Task instructions:
(a) Answer these questions using the text on teaching the neurological examination:
(i) In which year, volume, and issue of Semin Neurol. did it appear?
(ii) What has encroached on skill in the neurological examination?
(iii) Besides diagnostic imaging, what has the examination had to battle for?
(b) In the text on teaching the neurological examination, name every factor the review says it considers.
(c) From the text on teaching the neurological examination, reproduce the passage starting with "Abstract and Introduction" and going on through "modern clinical environment.".

Exercise text:
• • • • • • •

Teaching the Neurological Examination in a Rapidly Evolving Clinical Climate

James M. Hillis, MBBS, DPhil; Tracey A. Milligan, MD, MS, FAAN

Disclosures

Semin Neurol. 2018;38(4):428-440. 

In This Article

Abstract and Introduction

Abstract

The neurological examination remains the essence of neurology. It allows symptoms to be assessed, diagnoses to be made, and dynamic functions to be followed. Skill in the neurological examination has faced increasing challenges from the encroachment of diagnostic imaging, but has maintained its clinical utility. It has also encountered the battle for the precious time within a medical curriculum. This review considers how the neurological examination can best be taught into the future. It does so by considering factors related to the examination, the learner, the teacher, and the modern clinical environment.

• • • • • • •

Data records:
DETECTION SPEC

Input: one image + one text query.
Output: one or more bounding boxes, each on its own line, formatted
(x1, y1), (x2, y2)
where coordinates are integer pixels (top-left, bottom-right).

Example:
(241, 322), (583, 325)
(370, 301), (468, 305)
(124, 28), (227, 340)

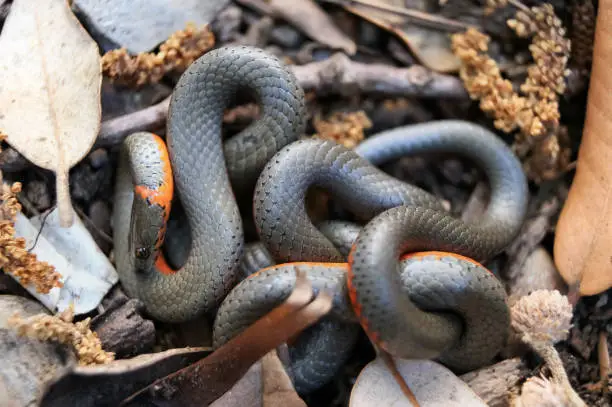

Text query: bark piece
(91, 294), (155, 359)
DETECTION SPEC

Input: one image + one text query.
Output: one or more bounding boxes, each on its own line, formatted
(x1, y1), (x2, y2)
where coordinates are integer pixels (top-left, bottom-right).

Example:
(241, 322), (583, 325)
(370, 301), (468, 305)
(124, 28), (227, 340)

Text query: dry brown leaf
(121, 272), (332, 407)
(37, 347), (211, 407)
(349, 357), (487, 407)
(237, 0), (357, 55)
(554, 1), (612, 295)
(345, 0), (461, 73)
(0, 0), (102, 227)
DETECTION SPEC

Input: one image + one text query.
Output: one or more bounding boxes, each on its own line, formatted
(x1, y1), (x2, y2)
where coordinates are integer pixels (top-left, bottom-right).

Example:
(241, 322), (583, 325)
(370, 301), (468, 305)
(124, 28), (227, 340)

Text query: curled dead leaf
(345, 0), (463, 73)
(40, 348), (210, 407)
(554, 1), (612, 295)
(0, 0), (102, 227)
(121, 272), (332, 407)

• • • • • • •

Numbered responses:
(a)
(i) 2018, volume 38, issue 4
(ii) Diagnostic imaging
(iii) The precious time within a medical curriculum

(b) The examination, the learner, the teacher, and the modern clinical environment.

(c)
Abstract and Introduction

Abstract

The neurological examination remains the essence of neurology. It allows symptoms to be assessed, diagnoses to be made, and dynamic functions to be followed. Skill in the neurological examination has faced increasing challenges from the encroachment of diagnostic imaging, but has maintained its clinical utility. It has also encountered the battle for the precious time within a medical curriculum. This review considers how the neurological examination can best be taught into the future. It does so by considering factors related to the examination, the learner, the teacher, and the modern clinical environment.